WHAT IS NEEDED: Reproduce the listing below word for word, omitting the pictures.
--- begin ---
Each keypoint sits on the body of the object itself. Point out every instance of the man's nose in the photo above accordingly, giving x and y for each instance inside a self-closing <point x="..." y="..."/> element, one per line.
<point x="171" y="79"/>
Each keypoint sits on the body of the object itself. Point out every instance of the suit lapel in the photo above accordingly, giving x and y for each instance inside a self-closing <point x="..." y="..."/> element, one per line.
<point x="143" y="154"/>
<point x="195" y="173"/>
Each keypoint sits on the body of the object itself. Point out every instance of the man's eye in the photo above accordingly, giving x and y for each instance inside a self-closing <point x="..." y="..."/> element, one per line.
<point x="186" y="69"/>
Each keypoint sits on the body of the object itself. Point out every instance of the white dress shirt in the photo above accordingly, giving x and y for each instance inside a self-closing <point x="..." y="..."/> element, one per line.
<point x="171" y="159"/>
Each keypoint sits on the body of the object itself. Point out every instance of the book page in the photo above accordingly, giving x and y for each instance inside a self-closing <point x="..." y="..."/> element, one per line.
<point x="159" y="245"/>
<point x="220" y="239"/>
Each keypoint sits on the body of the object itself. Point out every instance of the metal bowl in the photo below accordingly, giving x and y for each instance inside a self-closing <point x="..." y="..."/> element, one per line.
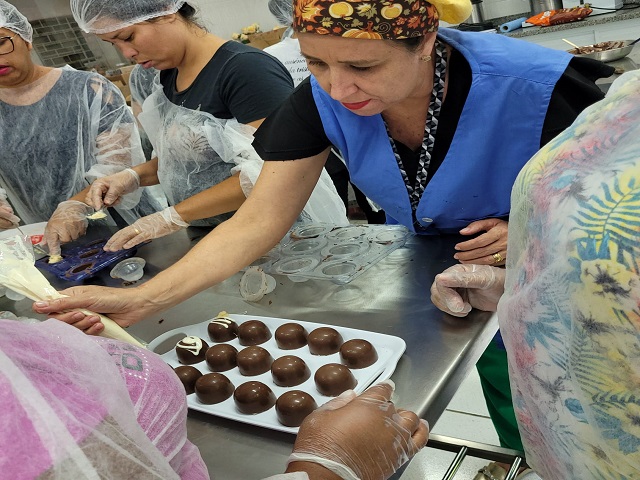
<point x="608" y="55"/>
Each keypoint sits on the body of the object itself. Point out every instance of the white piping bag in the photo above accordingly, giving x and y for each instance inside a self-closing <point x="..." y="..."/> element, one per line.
<point x="18" y="273"/>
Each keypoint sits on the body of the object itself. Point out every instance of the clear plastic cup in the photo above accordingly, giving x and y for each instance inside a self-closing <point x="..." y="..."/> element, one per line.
<point x="129" y="269"/>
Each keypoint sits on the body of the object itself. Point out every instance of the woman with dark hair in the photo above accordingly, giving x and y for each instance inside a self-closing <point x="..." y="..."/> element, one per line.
<point x="213" y="94"/>
<point x="425" y="120"/>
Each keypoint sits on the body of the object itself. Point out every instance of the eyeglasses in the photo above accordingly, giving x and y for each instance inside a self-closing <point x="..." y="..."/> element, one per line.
<point x="6" y="45"/>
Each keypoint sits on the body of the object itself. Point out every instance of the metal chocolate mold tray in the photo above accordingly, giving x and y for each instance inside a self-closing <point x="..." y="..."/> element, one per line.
<point x="388" y="347"/>
<point x="327" y="252"/>
<point x="83" y="261"/>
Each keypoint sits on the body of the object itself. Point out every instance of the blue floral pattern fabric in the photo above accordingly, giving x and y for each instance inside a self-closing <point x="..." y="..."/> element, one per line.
<point x="570" y="316"/>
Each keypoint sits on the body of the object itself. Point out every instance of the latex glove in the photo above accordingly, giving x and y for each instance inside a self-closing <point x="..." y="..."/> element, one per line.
<point x="362" y="437"/>
<point x="107" y="191"/>
<point x="7" y="218"/>
<point x="489" y="248"/>
<point x="67" y="223"/>
<point x="462" y="287"/>
<point x="152" y="226"/>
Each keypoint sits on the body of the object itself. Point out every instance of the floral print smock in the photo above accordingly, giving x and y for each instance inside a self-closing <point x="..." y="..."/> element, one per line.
<point x="570" y="316"/>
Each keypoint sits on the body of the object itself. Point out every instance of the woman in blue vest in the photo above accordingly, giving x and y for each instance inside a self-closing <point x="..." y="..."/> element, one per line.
<point x="434" y="126"/>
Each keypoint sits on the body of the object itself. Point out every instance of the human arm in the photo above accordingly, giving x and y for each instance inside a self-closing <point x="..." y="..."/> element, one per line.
<point x="265" y="217"/>
<point x="462" y="287"/>
<point x="485" y="249"/>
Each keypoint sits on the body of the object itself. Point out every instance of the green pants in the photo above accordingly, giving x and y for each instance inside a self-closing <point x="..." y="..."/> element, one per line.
<point x="494" y="377"/>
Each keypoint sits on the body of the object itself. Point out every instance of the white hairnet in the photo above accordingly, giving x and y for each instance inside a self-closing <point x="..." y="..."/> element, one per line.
<point x="58" y="135"/>
<point x="12" y="19"/>
<point x="75" y="406"/>
<point x="103" y="16"/>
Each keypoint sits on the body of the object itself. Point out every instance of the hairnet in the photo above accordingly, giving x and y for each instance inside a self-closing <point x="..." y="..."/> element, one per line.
<point x="81" y="407"/>
<point x="12" y="19"/>
<point x="283" y="11"/>
<point x="79" y="129"/>
<point x="103" y="16"/>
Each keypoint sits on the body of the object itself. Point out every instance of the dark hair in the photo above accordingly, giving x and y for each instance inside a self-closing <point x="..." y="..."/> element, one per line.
<point x="189" y="15"/>
<point x="412" y="43"/>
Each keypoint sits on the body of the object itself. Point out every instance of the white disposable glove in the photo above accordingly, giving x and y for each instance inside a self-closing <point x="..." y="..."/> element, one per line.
<point x="108" y="191"/>
<point x="67" y="223"/>
<point x="362" y="437"/>
<point x="7" y="218"/>
<point x="152" y="226"/>
<point x="462" y="287"/>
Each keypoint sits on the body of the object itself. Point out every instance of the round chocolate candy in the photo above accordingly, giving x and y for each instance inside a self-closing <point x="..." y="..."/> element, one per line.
<point x="213" y="388"/>
<point x="188" y="376"/>
<point x="358" y="353"/>
<point x="333" y="379"/>
<point x="290" y="336"/>
<point x="254" y="360"/>
<point x="191" y="350"/>
<point x="254" y="397"/>
<point x="222" y="329"/>
<point x="293" y="407"/>
<point x="289" y="371"/>
<point x="253" y="332"/>
<point x="222" y="357"/>
<point x="324" y="341"/>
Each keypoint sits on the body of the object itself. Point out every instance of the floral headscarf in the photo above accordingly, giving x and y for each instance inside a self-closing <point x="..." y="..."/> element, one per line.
<point x="376" y="19"/>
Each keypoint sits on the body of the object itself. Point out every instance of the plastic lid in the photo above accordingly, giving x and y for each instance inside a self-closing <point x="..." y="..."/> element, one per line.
<point x="129" y="269"/>
<point x="255" y="284"/>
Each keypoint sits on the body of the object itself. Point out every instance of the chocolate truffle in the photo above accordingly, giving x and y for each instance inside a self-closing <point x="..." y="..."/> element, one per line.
<point x="222" y="357"/>
<point x="213" y="388"/>
<point x="188" y="376"/>
<point x="358" y="353"/>
<point x="290" y="336"/>
<point x="289" y="371"/>
<point x="253" y="332"/>
<point x="254" y="360"/>
<point x="254" y="397"/>
<point x="222" y="329"/>
<point x="324" y="341"/>
<point x="293" y="407"/>
<point x="333" y="379"/>
<point x="191" y="350"/>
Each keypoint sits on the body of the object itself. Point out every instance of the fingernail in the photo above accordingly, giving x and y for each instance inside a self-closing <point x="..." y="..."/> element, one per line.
<point x="389" y="382"/>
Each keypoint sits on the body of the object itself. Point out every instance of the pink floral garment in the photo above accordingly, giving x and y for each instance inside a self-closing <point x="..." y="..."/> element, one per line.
<point x="570" y="316"/>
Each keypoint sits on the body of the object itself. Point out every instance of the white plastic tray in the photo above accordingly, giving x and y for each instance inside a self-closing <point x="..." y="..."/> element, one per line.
<point x="389" y="349"/>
--- end ---
RESPONSE:
Each keypoint sits on the body of the object itself. Point out every instance of the man's nose in the photo above accordingly, giving x and y for each instance inside a self-closing <point x="..." y="..."/> element, one per line.
<point x="171" y="79"/>
Each keypoint sits on the body of the object itself. Point out every instance of the suit lapel in the photo above accordingly, giving x and y for each instance inside a self-closing <point x="..." y="..."/> element, one per line.
<point x="143" y="154"/>
<point x="195" y="173"/>
Each keypoint sits on the body of the object itself. Point out every instance of the man's eye in the photo above accordingly, giving x and y for each instance inside a self-closing <point x="..." y="..."/> element, one per line.
<point x="186" y="69"/>
Each keypoint sits on the body of the object itself. Point out every instance of the white dress shirt in the photo above accordingly, giving x and y for each instance inside a self-closing <point x="..." y="..."/> element, one per line.
<point x="171" y="159"/>
Each keypoint sits on the body of the object itself. Point out every instance of the book page in the photo above accordingly, giving x and y for each instance inside a self-closing <point x="..." y="..."/> element, one per line.
<point x="159" y="245"/>
<point x="220" y="239"/>
Each keypoint sits on the body of the object itself. Point out every instance of the metal bowl in the photo below accordingly, giving x and y for each instance inside a self-closing <point x="..." y="..."/> element, one per line.
<point x="608" y="55"/>
Each keypoint sits on the body of the object itself. Point out every instance of the white piping bag in the photo above accordingly, giving x and y for each instance inside a self-closing <point x="..." y="..."/> element, one per line.
<point x="18" y="273"/>
Each keypoint sits on the body of the object itself. Point out every instance of the clear plastic cup in the photo above accordingly, giving x and y for each instance inside a self-closing <point x="..." y="..."/> element, one per line.
<point x="129" y="269"/>
Each keypoint sits on the body of the object itself. Point out every instance of the woman with dark hair in the photo above accordingly, giving x and y for each instance inside a self-closing <point x="..." y="..."/> element, one per line.
<point x="213" y="94"/>
<point x="425" y="120"/>
Each keypoint sits on the body of the object itself. Point out every instance of the eyeglasses in the photo above accordingly, giving x and y for each instance inside a self-closing <point x="..." y="..."/> element, one per line.
<point x="6" y="45"/>
Each keypoint sits on the body of the object itself. Point out every instance of the metal chocolate mold tray in the photo above accordingly, giving x and y for each instance inside a self-closing <point x="..." y="..."/> element, one per line.
<point x="388" y="347"/>
<point x="327" y="252"/>
<point x="83" y="261"/>
Each keypoint sits on the body of the object itself. Point out every instance of the blue floral pattern fabric in the photo above accordingly, giving x and y for each instance inside a self-closing <point x="..." y="..."/> element, one per line.
<point x="570" y="316"/>
Each keypoint sits on the body of the object itself. Point out every instance of the latex glove in the photo above accordingly, giving x and y for each instance inside a self-closing <point x="..." y="..."/> element, one per line.
<point x="362" y="437"/>
<point x="107" y="191"/>
<point x="7" y="218"/>
<point x="489" y="248"/>
<point x="67" y="223"/>
<point x="462" y="287"/>
<point x="152" y="226"/>
Each keypoint sits on the body of the object itself. Point out every instance of the floral print smock in the photo above accordingly, giving x and y for each instance inside a self-closing <point x="..." y="..."/> element, one per line.
<point x="570" y="316"/>
Each keypoint sits on the body of the object itself. Point out every instance of the woman in blue vest in the photo above accordingly, giving x and y for each instance inside a self-closing <point x="..." y="..."/> element, one per line.
<point x="434" y="126"/>
Each keypoint sits on the body of the object itself. Point out every instance of the human arm in the photo above accordingly, giving x and y for each instance inside a self-closing <point x="..." y="..."/> element, one per line.
<point x="265" y="217"/>
<point x="462" y="287"/>
<point x="485" y="249"/>
Each keypoint sits on the body of the object itself. Point out every instance of the green pants in the photo above accordingly, giving x and y for each instance inside a self-closing <point x="..." y="..."/> element, one per line.
<point x="494" y="377"/>
Each keypoint sits on the body of the object itself. Point out every instance of the white hairnet in the photo above accordingly, giving x and y for each instance inside a self-closing <point x="..." y="..."/> element, one per line.
<point x="58" y="135"/>
<point x="12" y="19"/>
<point x="75" y="406"/>
<point x="103" y="16"/>
Each keypoint sits on the body of the object itself. Point out every instance of the hairnet in the photo above accordingly, giving x and y for each instance inside a self-closing <point x="..." y="..."/> element, one per line.
<point x="81" y="407"/>
<point x="12" y="19"/>
<point x="283" y="11"/>
<point x="79" y="129"/>
<point x="103" y="16"/>
Each keypoint sits on the body of the object itself. Point out every instance of the dark hair in the photo above accordingly, giving x and y for each instance inside a self-closing <point x="..." y="..."/> element, one per line.
<point x="189" y="15"/>
<point x="412" y="43"/>
Each keypoint sits on the body of the object itself. Point out every instance of the white disposable glove in the photo above accordingly, giving x and y for each instance inside a self-closing <point x="..." y="..."/> element, one per line.
<point x="108" y="191"/>
<point x="67" y="223"/>
<point x="362" y="437"/>
<point x="7" y="218"/>
<point x="152" y="226"/>
<point x="462" y="287"/>
Each keypoint sits on the body of the object itself. Point out every instance of the round chocolate candy in the photo above accordingly, giving x and y for each instance inside a self-closing <point x="..." y="..."/> element, one per line.
<point x="213" y="388"/>
<point x="188" y="376"/>
<point x="358" y="353"/>
<point x="333" y="379"/>
<point x="290" y="336"/>
<point x="254" y="360"/>
<point x="191" y="350"/>
<point x="254" y="397"/>
<point x="222" y="329"/>
<point x="293" y="407"/>
<point x="289" y="371"/>
<point x="253" y="332"/>
<point x="222" y="357"/>
<point x="324" y="341"/>
Each keypoint sits on the body of the object itself. Point out every instance of the floral headscarf in the photo above accordingly, giving x and y for each instance inside a self-closing <point x="..." y="..."/> element, one per line.
<point x="376" y="19"/>
Each keypoint sits on the body of the object itself. Point out every instance of the plastic lid in the photo above accordingly, giving x and y for each instance inside a self-closing <point x="..." y="..."/> element, one per line.
<point x="129" y="269"/>
<point x="255" y="284"/>
Each keypoint sits on the body of the object itself. Point out every instance of the chocolate truffle in the photo above accordingly, giving x and y for each instance inside a self-closing <point x="..." y="..."/> element, one per line.
<point x="222" y="357"/>
<point x="213" y="388"/>
<point x="188" y="376"/>
<point x="358" y="353"/>
<point x="290" y="336"/>
<point x="289" y="371"/>
<point x="253" y="332"/>
<point x="254" y="360"/>
<point x="254" y="397"/>
<point x="222" y="329"/>
<point x="324" y="341"/>
<point x="293" y="407"/>
<point x="333" y="379"/>
<point x="191" y="350"/>
Each keypoint sits on the body of the object itself. Point out every instance of the fingernail in the photo above accordingly, giving x and y for each instance inside a self-closing <point x="..." y="..."/> element, one per line.
<point x="389" y="382"/>
Each keypoint sits on the body of the object itself. Point out every instance of the pink floral garment in the photo above accordingly, giving x and y for each instance inside a self-closing <point x="..." y="..."/> element, one per line.
<point x="570" y="316"/>
Each keypoint sits on the body of the object itself. Point out every instance of the white plastic tray in the photo above accordingly, giving x and y for each instance inside a self-closing <point x="..." y="..."/> element, one per line.
<point x="389" y="349"/>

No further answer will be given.